▶ **What you will do**:
A - In the Larson Report newsletter, rewrite the paragraph that begins "One portion of our state budget" more briefly, keeping its main facts.
B - Reproduce the part of the Larson Report newsletter between "Under Wisconsin law, our" and "last seven years.", inclusive, without any changes.

▶ **Text for analysis**:
LARSON REPORT
NEWSLETTER

A Capitol Update from State Senator Chris Larson

Dear Wisconsin Neighbor,

As all eyes seem to be on Washington and the attempts undermine health care there, it's important to keep an eye on our own state Capitol where Republicans can't find agreement on a different major bill that has huge implications: the 2017-2019 state budget.

Under Wisconsin law, our state biennial budget must be enacted by July 1 on odd-numbered years. If you've been following the budget process, you are likely aware the Senate and Assembly GOP continue closed door meetings on what will be in the budget, making it unlikely they will meet the statutory deadline of tomorrow at Midnight.

One portion of our state budget that appears to have Republicans at an impasse is how much our state should invest in our kids and their future. Since being elected to the Senate in 2010, I have made supporting our children's future by investing in our local public schools my top priority. Serving as the ranking Democrat on the Senate Education Committee, I continue to push for a better deal for our kids than the one they've been getting these last seven years.

This week's Larson Report will provide an update on the Democratic vision for supporting our schools and kids. In addition, We'll recap some of the education proposals I've been championing already this session, and ones that I will be introducing as session continues.

▶ **Entries supplied**:

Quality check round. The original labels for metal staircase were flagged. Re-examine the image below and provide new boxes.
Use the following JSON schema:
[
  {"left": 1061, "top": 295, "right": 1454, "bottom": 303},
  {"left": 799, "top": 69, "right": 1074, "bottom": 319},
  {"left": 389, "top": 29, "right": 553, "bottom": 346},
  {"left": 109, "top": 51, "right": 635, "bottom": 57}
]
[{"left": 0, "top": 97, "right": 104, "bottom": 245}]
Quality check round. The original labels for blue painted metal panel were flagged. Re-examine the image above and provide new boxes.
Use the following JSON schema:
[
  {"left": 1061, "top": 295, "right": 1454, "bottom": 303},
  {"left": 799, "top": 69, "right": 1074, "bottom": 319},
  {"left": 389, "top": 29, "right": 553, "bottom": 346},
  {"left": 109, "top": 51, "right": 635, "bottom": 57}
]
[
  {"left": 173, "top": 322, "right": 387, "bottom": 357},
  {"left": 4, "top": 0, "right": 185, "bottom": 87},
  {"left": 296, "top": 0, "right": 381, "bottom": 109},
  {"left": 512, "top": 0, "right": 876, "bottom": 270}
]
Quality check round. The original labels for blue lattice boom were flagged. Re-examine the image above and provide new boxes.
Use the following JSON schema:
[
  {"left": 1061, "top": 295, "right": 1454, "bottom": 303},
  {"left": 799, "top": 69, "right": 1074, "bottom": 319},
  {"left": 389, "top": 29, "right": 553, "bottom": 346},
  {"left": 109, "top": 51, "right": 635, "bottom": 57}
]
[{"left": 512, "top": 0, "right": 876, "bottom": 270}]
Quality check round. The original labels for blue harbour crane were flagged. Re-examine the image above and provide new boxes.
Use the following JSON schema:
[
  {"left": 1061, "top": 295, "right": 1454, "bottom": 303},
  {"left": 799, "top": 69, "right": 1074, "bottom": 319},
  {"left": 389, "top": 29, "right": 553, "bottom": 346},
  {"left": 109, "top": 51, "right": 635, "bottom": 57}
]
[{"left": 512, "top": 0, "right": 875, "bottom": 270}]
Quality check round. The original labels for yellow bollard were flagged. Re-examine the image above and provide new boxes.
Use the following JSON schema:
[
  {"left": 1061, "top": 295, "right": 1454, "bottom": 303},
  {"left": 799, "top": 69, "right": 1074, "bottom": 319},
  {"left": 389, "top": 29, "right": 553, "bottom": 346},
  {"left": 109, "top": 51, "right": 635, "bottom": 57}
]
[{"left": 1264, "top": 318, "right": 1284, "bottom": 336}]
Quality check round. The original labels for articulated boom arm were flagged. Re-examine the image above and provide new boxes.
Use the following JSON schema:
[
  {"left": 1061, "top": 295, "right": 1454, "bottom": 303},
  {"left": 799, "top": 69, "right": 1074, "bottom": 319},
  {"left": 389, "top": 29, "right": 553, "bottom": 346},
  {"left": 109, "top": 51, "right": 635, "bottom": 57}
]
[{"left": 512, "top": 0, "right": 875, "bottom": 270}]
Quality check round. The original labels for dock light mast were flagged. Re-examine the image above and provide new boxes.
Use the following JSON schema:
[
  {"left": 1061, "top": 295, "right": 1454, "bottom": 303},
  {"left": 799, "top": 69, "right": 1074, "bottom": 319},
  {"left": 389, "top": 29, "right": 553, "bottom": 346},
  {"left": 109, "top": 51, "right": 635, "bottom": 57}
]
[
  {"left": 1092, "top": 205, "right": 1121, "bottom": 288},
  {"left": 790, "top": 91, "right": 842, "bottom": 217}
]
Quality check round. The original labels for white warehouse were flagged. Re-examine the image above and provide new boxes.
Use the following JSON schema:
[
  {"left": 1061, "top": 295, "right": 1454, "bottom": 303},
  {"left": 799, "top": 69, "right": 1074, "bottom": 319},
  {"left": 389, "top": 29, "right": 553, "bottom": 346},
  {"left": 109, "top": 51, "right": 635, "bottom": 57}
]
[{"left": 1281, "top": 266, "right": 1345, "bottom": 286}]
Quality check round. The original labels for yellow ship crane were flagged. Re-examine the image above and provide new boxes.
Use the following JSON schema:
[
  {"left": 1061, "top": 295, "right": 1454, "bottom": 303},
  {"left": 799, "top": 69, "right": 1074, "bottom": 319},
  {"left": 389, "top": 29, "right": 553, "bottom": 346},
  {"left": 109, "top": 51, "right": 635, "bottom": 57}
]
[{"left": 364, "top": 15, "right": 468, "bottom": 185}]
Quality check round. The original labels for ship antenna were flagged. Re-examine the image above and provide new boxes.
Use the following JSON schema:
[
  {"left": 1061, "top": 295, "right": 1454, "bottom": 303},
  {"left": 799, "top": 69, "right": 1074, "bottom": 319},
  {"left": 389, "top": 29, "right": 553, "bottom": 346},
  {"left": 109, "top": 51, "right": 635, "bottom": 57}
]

▶ **Responses**:
A - Republicans appear to be at an impasse over how much the state should invest in its children's future. Since joining the Senate in 2010, I have made investing in local public schools my top priority. As ranking Democrat on the Senate Education Committee, I keep pushing for a better deal for kids than they have gotten over the past seven years.

B -
Under Wisconsin law, our state biennial budget must be enacted by July 1 on odd-numbered years. If you've been following the budget process, you are likely aware the Senate and Assembly GOP continue closed door meetings on what will be in the budget, making it unlikely they will meet the statutory deadline of tomorrow at Midnight.

One portion of our state budget that appears to have Republicans at an impasse is how much our state should invest in our kids and their future. Since being elected to the Senate in 2010, I have made supporting our children's future by investing in our local public schools my top priority. Serving as the ranking Democrat on the Senate Education Committee, I continue to push for a better deal for our kids than the one they've been getting these last seven years.